▸ RECORDS PROVIDED
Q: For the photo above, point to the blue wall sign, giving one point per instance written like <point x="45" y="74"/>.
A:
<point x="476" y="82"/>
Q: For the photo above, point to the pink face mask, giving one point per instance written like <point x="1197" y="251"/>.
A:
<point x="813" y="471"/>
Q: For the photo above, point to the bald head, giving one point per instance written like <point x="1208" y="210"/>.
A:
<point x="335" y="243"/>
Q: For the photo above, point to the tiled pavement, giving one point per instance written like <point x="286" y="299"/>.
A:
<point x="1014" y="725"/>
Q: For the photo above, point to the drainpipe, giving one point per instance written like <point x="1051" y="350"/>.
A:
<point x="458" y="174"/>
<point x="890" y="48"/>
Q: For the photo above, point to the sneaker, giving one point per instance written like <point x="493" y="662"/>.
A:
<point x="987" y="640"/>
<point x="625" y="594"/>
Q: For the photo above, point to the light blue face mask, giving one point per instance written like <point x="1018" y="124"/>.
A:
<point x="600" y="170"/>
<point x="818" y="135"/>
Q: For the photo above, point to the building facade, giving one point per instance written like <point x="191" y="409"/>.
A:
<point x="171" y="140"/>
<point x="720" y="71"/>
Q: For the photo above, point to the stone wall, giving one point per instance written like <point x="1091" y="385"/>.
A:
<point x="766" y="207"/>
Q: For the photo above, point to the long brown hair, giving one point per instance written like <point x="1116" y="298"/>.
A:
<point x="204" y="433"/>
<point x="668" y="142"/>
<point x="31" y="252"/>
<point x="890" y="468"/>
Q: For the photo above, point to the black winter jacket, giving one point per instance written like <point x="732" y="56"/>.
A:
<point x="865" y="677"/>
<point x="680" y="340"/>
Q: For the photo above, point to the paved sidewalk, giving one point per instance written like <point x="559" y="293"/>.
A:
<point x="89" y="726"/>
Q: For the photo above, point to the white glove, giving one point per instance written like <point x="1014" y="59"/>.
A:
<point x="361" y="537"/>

▸ STATED TASK
Extract every line from the one containing "Q: For the photo above, point to the stone" through the last line of the data, inclusive, exactly as written.

▸ RESULT FOR THIS EXERCISE
Q: For the photo above, point to the stone wall, giving one point per instance written like <point x="1091" y="385"/>.
A:
<point x="766" y="207"/>
Q: For the photo above, point to the long brown hair, giving one point per instance written like <point x="1116" y="298"/>.
A:
<point x="204" y="433"/>
<point x="668" y="142"/>
<point x="31" y="252"/>
<point x="890" y="468"/>
Q: For the photo above, point to the black winter jacket, giving one point per instance written like <point x="732" y="56"/>.
A:
<point x="865" y="677"/>
<point x="680" y="340"/>
Q: For the photo above, point to the paved sidewalk, giving one point per instance written like <point x="559" y="293"/>.
A:
<point x="89" y="726"/>
Q: For the photo above, point to the white glove, giving one point per instance written like <point x="1014" y="59"/>.
A:
<point x="361" y="537"/>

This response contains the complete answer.